TEXTO PARA ANÁLISE

Uma ameaça velada que Guy Verhofstadt, referência no Parlamento Europeu para as negociações do Brexit, não apreciou. “A segurança de todos os cidadãos é um assunto muito sério” para ser objeto de negociação, reagiu.

Esta foi também a interpretação da imprensa britânica refletida em suas manchetes. The Guardian: “A UE adverte: não nos faça cantar”. “May ameaça o pacto sobre o terrorismo da UE”, escreveu o Times, enquanto The Sun foi mais lírico: “Seu dinheiro ou suas vidas”, com o subtítulo: “Façam negócios com a gente e nós vamos ajudá-los a lutar contra terrorismo”.

Nesta quinta-feira, o ministro do Brexit, David Davis, tentou acalmar a polêmica, assegurando que “não foi uma ameaça”, mas apenas um “argumento para chegar a um acordo”.

Sem acordo, o Reino Unido não fará parte da Europol, que facilita a troca de informações entre as polícias nacionais.

Para tranquilizar seus aliados europeus sobre as boas intenções britânicas, a primeira-ministra britânica publicou nesta quinta-feira um artigo em sete jornais para tentar tranquilizar os europeus sobre seu desejo de manter uma “profunda e especial relação com toda a UE” após o Brexit.

“Estamos convencidos de que será possível chegar a um acordo no prazo previsto e, além disso, de um modo que reforce os valores europeus que todos compartilhamos e que o mundo necessita”, escreveu May no texto publicado no jornal espanhol El País, um dia depois do início do processo de saída de seu país da União Europeia.

– A grande revogação –

O Reino Unido começará nesta quinta-feira a enfrentar as ligações mencionadas por Merkel, iniciando a tarefa colossal de separar suas leis das europeias, após 44 anos de supremacia da legislação e dos tribunais europeus.

O governo publicará nesta quinta-feira um livro branco sobre a “Grande Lei de Revogação” (Great Repeal Bill), que transformará em leis britânicas todas as normas europeias, com a intenção de que o país não passe por um vazio legislativo quando abandonar a UE.

A partir da aprovação deste instrumento, as leis europeias serão analisadas uma a uma, para receber emendas ou para sua revogação.

De acordo com uma estimativa do jornal The Times, o país terá que alterar 1.000 leis em menos de dois anos.

Os planos do governo certamente provocarão polêmica, porque darão aos ministros, além dos governos regionais da Escócia, Irlanda do Norte e Gales, o poder, durante um breve período de tempo, de modificar as leis europeias, recorrendo a um mecanismo de 1539 utilizado por Henrique VIII para legislar por proclamação, sem levar em consideração o Parlamento.

A FAZER
- a) Pode reescrever o trecho do texto sobre o Brexit entre "O Reino Unido começará" e "dos tribunais europeus.", inclusive, trocando "colossal" por "gigantesca"?
- b) Como fica em inglês esta frase do texto sobre o Brexit: "Sem acordo, o Reino Unido não fará parte da Europol, que facilita a troca de informações entre as polícias nacionais."?
- c) Pode dar sequência ao texto sobre o Brexit a partir do ponto em que ele termina?

REGISTROS DE DADOS
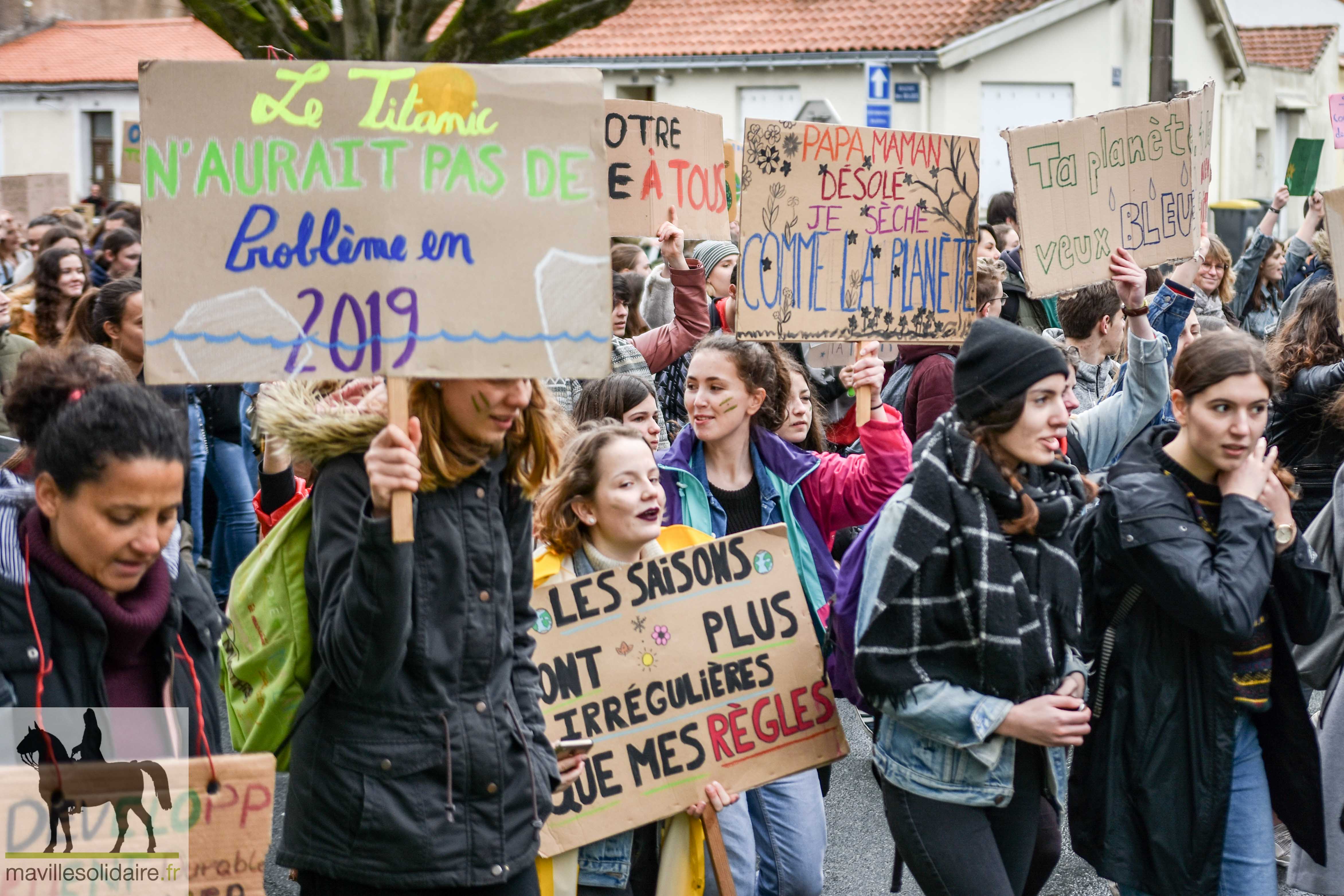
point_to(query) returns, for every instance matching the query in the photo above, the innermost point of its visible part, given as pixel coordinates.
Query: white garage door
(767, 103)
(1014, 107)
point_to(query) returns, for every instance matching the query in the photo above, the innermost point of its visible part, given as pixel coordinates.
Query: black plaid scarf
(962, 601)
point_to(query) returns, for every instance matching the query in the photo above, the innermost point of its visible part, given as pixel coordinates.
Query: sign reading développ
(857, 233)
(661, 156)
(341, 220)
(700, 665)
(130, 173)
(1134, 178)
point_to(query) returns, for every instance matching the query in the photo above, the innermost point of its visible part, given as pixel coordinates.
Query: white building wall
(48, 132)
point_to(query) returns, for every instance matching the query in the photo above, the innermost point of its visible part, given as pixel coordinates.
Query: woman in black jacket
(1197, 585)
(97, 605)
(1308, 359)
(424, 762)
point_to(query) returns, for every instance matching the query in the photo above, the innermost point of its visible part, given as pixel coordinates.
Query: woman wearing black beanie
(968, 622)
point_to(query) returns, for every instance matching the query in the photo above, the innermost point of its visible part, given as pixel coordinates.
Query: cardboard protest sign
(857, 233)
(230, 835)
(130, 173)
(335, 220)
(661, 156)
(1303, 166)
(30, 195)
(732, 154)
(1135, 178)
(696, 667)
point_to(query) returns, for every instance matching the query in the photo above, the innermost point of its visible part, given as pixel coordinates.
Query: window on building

RESPOSTAS NUMERADAS
- a)
O Reino Unido começará nesta quinta-feira a enfrentar as ligações mencionadas por Merkel, iniciando a tarefa gigantesca de separar suas leis das europeias, após 44 anos de supremacia da legislação e dos tribunais europeus.

- b) Without an agreement, the United Kingdom will not be part of Europol, which facilitates the exchange of information between national police forces.

- c)
May disse querer concluir uma “parceria estreita e especial com base em uma cooperação econômica e de segurança” e exige que as negociações de saída aconteça em paralelo com aquelas do novo acordo que ligará seu país à UE.

Um pedido que a chanceler alemã Angela Merkel imediatamente rejeitou. Antes de falar de futuro, “é preciso primeiro esclarecer como desfazer” os laços tecidos durante 44 anos, afirmou.

– Fatura dolorosa –

Nesta quinta-feira, a líder alemã estará em La Valletta para o congresso do Partido Popular Europeu (PPE), que reúne os partidos conservadores europeus.

Oportunidade de fazer um primeiro balanço entre europeus, uma vez que Donald Tusk, o presidente da Comissão Europeia Jean-Claude Juncker e o primeiro-ministro espanhol Mariano Rajoy também estarão presentes.

Na sexta-feira, Tusk vai propor “diretrizes para as negociacões”, que vão traçar o rumo a ser defendido pela UE para chegar a um acordo de saída. Elas serão apresentadoa aos líderes dos 27 países europeus em uma cúpula em 29 de abril.

Enquanto isso, o Parlamento Europeu vai votar no dia 5 de abril, em plenária em Estrasburgo, o seu próprio texto, que adverte “que um acordo sobre um relacionamento futuro (…) só pode ser concluído uma vez que o Reino Unido se retire da UE”.

Se May e Bruxelas parecem prontos para encontrar um acordo rápido sobre os direitos dos imigrantes europeus, a fatura de saída – estimada entre 55 e 60 bilhões de euros – que Bruxelas pretende apresentar a Londres deverá ser um sério ponto de atrito.

“Não há nenhum pedido formal”, declarou May na BBC na quarta-feira, acrescentando que seu país “vai cumprir as suas obrigações”.

Seu ministro das Finanças, Philip Hammond, alertou, no entanto, que Londres “não reconhece as, por vezes muito grandes, quantidades que circulavam em Bruxelas”.